* **What is needed**: Collect every line in the rows below that contains the string "rope", copying each one in full. Case counts when matching.

• • • • • • •

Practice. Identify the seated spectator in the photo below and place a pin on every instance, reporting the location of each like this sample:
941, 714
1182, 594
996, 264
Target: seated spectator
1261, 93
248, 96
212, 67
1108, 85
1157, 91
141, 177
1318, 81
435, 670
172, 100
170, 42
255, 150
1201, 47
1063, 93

• • • • • • •

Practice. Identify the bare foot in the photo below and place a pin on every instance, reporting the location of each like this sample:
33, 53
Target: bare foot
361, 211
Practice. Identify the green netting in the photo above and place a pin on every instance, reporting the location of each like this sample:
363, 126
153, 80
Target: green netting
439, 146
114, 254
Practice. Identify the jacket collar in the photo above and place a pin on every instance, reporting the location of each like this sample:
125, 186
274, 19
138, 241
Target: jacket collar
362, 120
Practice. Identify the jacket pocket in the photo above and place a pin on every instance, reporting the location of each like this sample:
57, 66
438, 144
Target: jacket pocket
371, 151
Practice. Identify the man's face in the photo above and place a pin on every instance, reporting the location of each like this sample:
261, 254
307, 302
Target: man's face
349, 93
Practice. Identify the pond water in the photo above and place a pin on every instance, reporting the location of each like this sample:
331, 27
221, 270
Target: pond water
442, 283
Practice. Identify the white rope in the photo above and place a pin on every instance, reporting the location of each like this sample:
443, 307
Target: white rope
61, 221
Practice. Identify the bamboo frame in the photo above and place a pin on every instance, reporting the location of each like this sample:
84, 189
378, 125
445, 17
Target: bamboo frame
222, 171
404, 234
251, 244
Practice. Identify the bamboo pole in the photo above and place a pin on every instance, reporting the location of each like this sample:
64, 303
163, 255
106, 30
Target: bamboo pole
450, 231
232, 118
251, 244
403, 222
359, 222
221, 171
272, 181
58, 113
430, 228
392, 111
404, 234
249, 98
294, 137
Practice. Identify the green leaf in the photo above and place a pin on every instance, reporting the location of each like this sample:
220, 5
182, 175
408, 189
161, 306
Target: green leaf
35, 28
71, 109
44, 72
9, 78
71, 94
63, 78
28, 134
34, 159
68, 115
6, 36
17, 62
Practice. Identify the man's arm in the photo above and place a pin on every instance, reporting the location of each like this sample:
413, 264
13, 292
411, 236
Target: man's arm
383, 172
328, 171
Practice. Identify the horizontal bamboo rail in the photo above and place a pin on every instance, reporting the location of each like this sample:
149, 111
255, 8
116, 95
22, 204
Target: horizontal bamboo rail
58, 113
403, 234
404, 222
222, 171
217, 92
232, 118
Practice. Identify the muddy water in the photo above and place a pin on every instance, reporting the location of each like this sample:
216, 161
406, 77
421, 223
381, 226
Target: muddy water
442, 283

• • • • • • •

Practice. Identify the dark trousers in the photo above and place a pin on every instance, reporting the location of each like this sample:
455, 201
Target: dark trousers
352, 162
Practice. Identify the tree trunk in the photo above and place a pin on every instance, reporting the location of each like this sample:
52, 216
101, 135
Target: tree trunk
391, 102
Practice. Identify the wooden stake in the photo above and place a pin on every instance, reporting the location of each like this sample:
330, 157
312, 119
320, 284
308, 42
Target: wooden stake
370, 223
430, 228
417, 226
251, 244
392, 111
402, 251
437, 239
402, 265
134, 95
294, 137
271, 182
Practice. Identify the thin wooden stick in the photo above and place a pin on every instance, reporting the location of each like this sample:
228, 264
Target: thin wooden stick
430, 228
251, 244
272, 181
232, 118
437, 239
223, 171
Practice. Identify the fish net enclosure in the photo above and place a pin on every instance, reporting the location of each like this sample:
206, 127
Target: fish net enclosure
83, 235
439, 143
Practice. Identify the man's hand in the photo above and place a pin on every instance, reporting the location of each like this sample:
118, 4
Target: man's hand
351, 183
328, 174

• • • • • • •

* **Task answer**:
Practice. Identify the white rope in the photo above and place a pin on every instance, reporting the location of each like this sample:
Target: white rope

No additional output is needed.